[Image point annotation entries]
>>>
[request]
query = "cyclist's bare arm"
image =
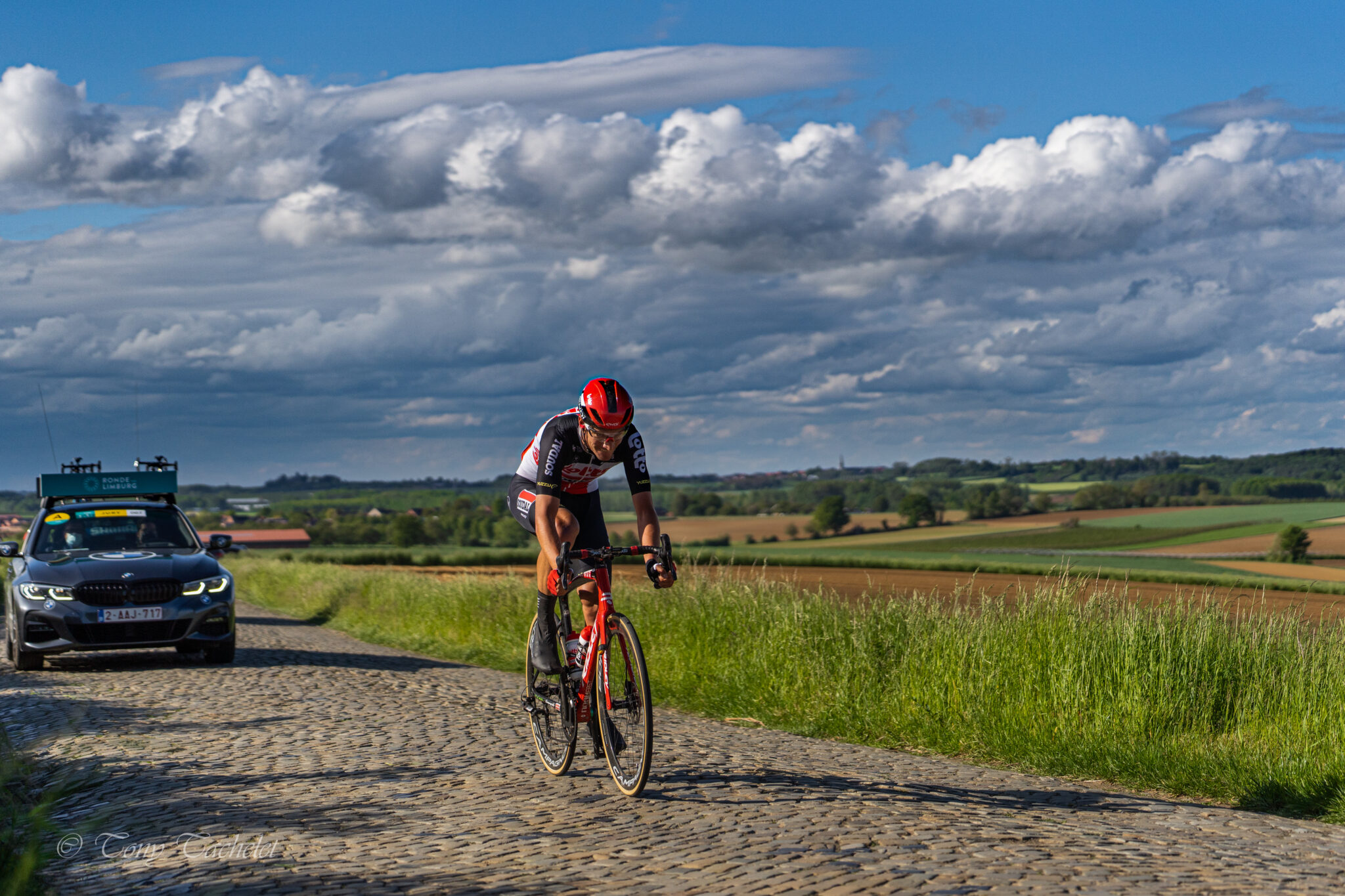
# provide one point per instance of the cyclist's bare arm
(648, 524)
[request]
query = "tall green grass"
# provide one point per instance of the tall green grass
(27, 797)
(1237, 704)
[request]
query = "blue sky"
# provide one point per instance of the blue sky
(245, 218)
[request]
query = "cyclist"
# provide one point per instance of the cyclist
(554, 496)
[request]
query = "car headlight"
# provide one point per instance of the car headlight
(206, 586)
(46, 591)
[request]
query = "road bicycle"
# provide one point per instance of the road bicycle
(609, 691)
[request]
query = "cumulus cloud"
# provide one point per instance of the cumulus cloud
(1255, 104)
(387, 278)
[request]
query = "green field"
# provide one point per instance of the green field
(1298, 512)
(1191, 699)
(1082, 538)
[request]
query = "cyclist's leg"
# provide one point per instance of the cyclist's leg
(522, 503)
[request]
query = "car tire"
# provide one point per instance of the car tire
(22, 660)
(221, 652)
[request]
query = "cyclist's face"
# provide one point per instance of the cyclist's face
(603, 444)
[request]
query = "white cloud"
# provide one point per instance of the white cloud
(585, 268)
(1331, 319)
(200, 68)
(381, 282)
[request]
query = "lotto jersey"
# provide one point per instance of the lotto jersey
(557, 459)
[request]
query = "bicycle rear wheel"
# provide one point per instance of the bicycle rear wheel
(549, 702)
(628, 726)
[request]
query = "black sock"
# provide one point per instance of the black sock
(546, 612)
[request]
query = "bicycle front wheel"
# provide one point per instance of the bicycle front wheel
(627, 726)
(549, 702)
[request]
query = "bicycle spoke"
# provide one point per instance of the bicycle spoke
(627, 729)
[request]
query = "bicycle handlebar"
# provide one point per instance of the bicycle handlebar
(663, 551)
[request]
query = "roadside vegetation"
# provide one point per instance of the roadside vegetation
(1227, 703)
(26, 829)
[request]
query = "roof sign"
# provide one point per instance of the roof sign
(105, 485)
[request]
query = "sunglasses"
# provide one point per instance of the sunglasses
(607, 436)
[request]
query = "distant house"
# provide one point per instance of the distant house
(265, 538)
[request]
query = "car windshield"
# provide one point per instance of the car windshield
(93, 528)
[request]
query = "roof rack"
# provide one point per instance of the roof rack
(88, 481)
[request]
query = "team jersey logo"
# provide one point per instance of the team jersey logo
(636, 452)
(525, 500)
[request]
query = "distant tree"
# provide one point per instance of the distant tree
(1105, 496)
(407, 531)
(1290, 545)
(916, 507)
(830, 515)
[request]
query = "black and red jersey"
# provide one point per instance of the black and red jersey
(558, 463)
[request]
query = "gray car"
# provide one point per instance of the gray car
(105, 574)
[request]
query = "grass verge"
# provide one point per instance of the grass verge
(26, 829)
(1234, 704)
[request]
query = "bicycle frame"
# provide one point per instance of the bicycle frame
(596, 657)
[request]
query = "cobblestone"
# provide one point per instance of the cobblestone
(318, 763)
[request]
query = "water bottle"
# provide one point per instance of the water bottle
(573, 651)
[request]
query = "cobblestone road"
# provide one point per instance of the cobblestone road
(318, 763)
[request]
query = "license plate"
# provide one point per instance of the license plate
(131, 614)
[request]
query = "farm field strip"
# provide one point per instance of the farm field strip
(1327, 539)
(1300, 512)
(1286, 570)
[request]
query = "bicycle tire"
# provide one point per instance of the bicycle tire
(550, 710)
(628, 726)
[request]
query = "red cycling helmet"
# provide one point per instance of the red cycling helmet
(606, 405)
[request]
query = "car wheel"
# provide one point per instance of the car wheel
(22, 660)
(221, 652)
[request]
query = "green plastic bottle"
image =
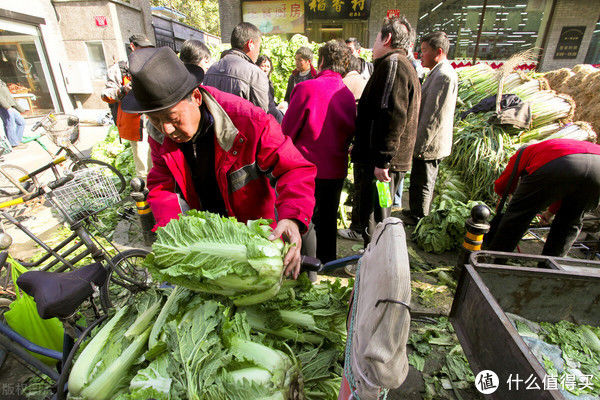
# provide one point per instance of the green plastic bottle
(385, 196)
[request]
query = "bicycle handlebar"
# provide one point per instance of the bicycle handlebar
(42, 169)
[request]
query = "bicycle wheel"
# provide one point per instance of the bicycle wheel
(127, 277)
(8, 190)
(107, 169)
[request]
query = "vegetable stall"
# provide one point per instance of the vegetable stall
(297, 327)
<<<
__What you should do__.
Extract every line of the records above that contains the string "grass", treating uppercase and lowercase as distinct.

__Answer to this exercise__.
query = "tall green grass"
# provide one point per instance of the tall green grass
query = "grass verge"
# provide one point per instance of the grass verge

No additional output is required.